### Page extract
= = = =

Someone today threatened the lives of my coworkers.
He was a wanted man, and the sheriff had been clued in to his presence in the emergency department by his terrified wife. The nurse who brought him in from triage felt something "off" about him and notified security. At the sight of their badges he tried to bolt, thrusting his hand into his pocket as if to grab a gun.
They slammed him into the wall and he elbowed one out of the way, trying to pull something out of his pocket. When fully restrained, an unsheathed bowie knife slipped from his outstretched hand. The knife was cursorily kicked away as he was wrestled to a gurney.
He finally calmed down enough for me to evaluate him. I did my duty as his doctor and checked him over for signs of illness. Apparently he had ingested some 40 tylenol, a ton of cocaine, and some PCP as a suicide attempt a few hours prior. I drew some bloodwork and started him on treatment for tylenol overdose. At the sight of the needle he started screaming obscenities and thrashing about in his bed. At some point a nurse got kicked. The restraints went on.

= = = =

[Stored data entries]

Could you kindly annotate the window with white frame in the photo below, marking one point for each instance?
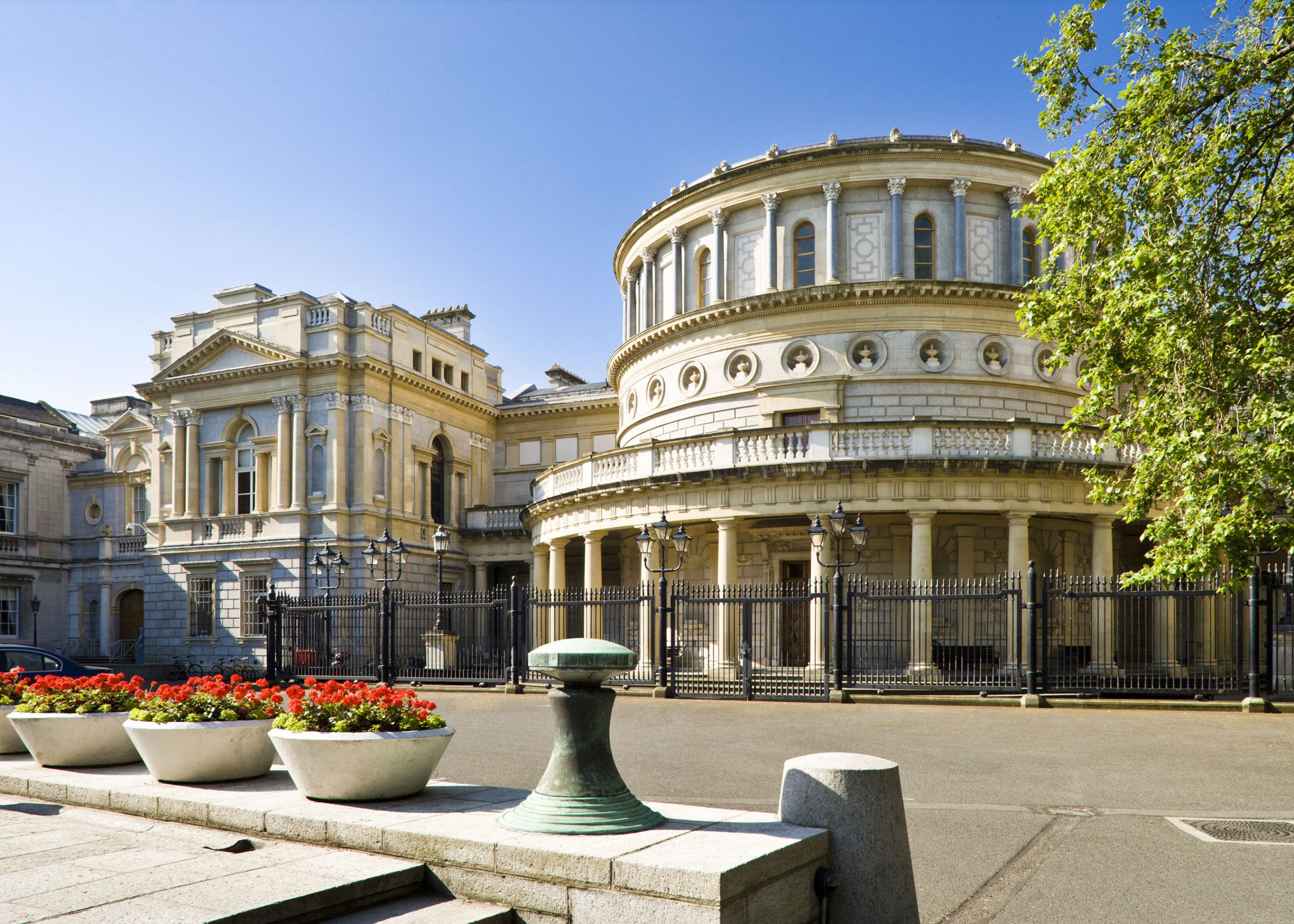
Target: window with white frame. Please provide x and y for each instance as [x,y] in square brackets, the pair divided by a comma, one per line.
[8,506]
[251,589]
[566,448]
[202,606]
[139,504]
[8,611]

= = = =

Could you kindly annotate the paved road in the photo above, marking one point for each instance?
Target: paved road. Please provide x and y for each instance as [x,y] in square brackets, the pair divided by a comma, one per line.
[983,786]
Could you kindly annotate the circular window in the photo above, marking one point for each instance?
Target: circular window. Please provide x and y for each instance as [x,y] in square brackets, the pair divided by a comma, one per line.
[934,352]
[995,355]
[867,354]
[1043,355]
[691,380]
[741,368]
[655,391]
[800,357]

= = = =

### Work request 1
Rewrite the emergency department account from "They slammed him" up to and including "restraints went on.", changing "knife" to "blade".
### Work request 2
In the emergency department account, who notified security about the man?
### Work request 3
Write what comes next in the emergency department account, starting after its final sentence.
The records are separate material and have nothing to do with the emergency department account.

### Task response 1
They slammed him into the wall and he elbowed one out of the way, trying to pull something out of his pocket. When fully restrained, an unsheathed bowie blade slipped from his outstretched hand. The blade was cursorily kicked away as he was wrestled to a gurney.
He finally calmed down enough for me to evaluate him. I did my duty as his doctor and checked him over for signs of illness. Apparently he had ingested some 40 tylenol, a ton of cocaine, and some PCP as a suicide attempt a few hours prior. I drew some bloodwork and started him on treatment for tylenol overdose. At the sight of the needle he started screaming obscenities and thrashing about in his bed. At some point a nurse got kicked. The restraints went on.

### Task response 2
The nurse who brought him in from triage.

### Task response 3
It's difficult when medicine and law intersect. Every part of me was screaming "THIS IS A BAD MAN", except for a tiny doctor voice in the background saying "he also overdosed on tylenol." And so, I did my job, treating him carefully, cutting no corners in the process.
A while later I heard a ruckus outside of his room. The nursing manager was mentioning big words like "QA" and "patient satisfaction", and was demanding that his restraints be lifted.
It's rare that I take a stand against my higher-ups, as usually they have good reasons for their requests. This time, on the other hand? Nobody threatens my friends, and fists and feet can be lethal weapons in a person high on PCP and crack.
"Ma'am," I said, "this man pulled a knife on our security guards and kicked a nurse in the arm. I don't care what 'patient satisfaction' measures or 'quality assurance' protocols you think I'm violating. He is a threat to staff and he leaves this ER in police custody and cuffs, or onto a hospital floor with 4 point restraints and an escort."
She was a bit taken aback, but I think she got the point loud and clear. Staff safety comes first. On that point I will never budge.